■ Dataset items
+++++
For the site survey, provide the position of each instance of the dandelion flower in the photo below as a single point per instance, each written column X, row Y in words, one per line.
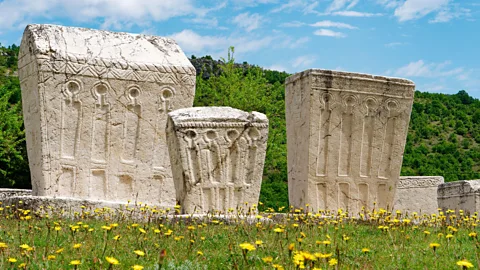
column 139, row 253
column 247, row 246
column 112, row 260
column 465, row 264
column 268, row 259
column 332, row 262
column 75, row 262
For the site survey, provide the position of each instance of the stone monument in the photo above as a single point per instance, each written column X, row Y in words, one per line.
column 460, row 195
column 346, row 134
column 95, row 106
column 217, row 156
column 418, row 194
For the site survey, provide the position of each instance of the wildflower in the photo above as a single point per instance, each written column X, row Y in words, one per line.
column 247, row 246
column 112, row 260
column 332, row 262
column 465, row 264
column 139, row 253
column 268, row 259
column 75, row 262
column 434, row 246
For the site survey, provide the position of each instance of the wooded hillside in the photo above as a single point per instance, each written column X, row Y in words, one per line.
column 443, row 138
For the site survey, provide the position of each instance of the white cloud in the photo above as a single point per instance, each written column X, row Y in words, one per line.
column 394, row 44
column 333, row 24
column 111, row 13
column 329, row 33
column 293, row 24
column 429, row 70
column 340, row 4
column 247, row 21
column 192, row 42
column 415, row 9
column 303, row 61
column 351, row 13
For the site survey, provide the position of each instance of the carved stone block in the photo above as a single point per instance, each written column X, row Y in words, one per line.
column 217, row 156
column 95, row 106
column 418, row 194
column 460, row 195
column 346, row 134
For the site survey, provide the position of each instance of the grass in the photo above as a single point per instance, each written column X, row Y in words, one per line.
column 105, row 239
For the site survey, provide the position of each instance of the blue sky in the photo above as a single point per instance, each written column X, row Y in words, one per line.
column 435, row 43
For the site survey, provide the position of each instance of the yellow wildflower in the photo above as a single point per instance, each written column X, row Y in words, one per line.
column 465, row 264
column 139, row 253
column 268, row 259
column 75, row 262
column 247, row 246
column 112, row 260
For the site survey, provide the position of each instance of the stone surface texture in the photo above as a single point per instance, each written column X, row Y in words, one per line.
column 418, row 194
column 346, row 134
column 460, row 195
column 217, row 156
column 95, row 106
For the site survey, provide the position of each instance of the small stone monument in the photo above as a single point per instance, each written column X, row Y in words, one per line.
column 217, row 156
column 418, row 194
column 460, row 195
column 95, row 106
column 346, row 134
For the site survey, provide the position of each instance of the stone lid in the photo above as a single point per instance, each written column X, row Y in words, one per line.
column 83, row 45
column 348, row 75
column 189, row 116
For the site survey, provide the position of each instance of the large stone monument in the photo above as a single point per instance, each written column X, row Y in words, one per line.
column 460, row 195
column 95, row 106
column 217, row 156
column 418, row 194
column 346, row 134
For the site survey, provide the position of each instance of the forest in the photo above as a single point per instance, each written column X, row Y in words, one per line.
column 443, row 137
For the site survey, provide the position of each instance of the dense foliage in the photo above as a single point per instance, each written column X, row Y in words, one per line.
column 443, row 138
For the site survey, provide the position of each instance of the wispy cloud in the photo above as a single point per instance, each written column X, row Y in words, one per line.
column 333, row 24
column 415, row 9
column 351, row 13
column 329, row 33
column 394, row 44
column 108, row 13
column 428, row 70
column 303, row 61
column 247, row 21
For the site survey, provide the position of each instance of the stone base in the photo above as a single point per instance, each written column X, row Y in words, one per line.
column 460, row 195
column 417, row 194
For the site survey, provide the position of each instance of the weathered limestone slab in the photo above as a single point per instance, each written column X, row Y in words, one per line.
column 217, row 156
column 417, row 194
column 346, row 134
column 460, row 195
column 95, row 105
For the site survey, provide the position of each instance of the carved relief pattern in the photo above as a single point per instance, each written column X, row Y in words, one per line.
column 101, row 68
column 221, row 162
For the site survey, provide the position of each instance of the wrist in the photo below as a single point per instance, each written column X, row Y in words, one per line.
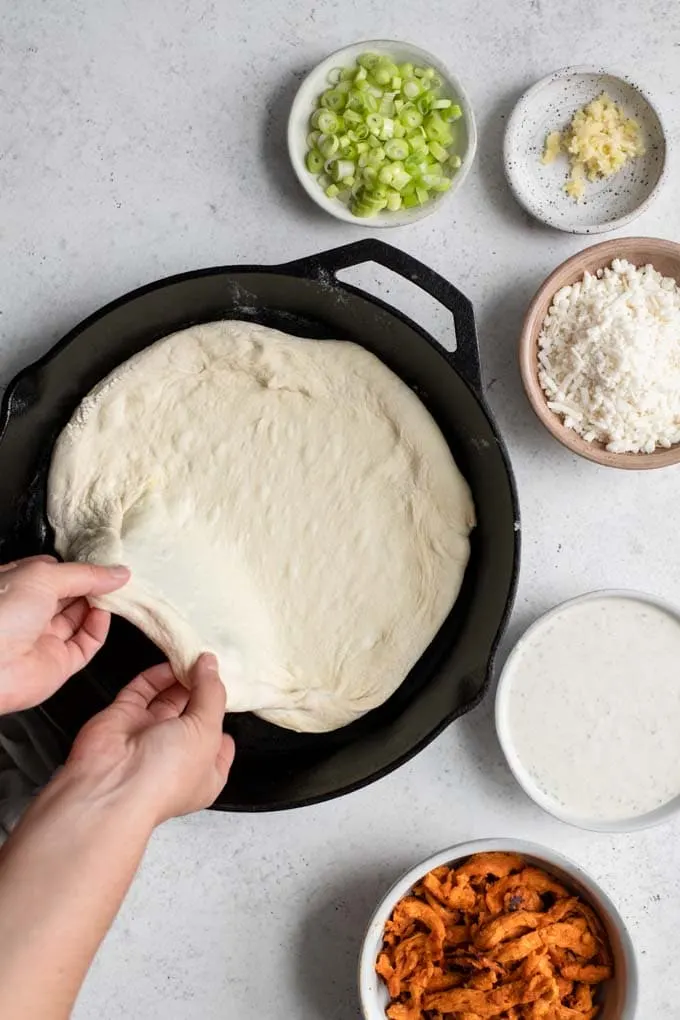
column 104, row 797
+++++
■ What is asked
Retype the data exactly, from the line with "the stone base" to the line with "column 221, row 162", including both of those lines.

■ Answer in full
For the site survey, provide the position of each instance of the stone base in the photo above as a single point per instance, each written column X, row Y in words, one per line.
column 460, row 195
column 417, row 194
For the site survey, provide the position of each instance of the weathered limestone slab in the photo above as a single point per instance, each written column X, row Y in words, one per line.
column 217, row 156
column 417, row 194
column 346, row 134
column 460, row 195
column 95, row 105
For the site survey, provide the position of each instance of the carved relief pattern in the photo above as a single point per instance, each written column X, row Y in words, one per line.
column 101, row 68
column 221, row 162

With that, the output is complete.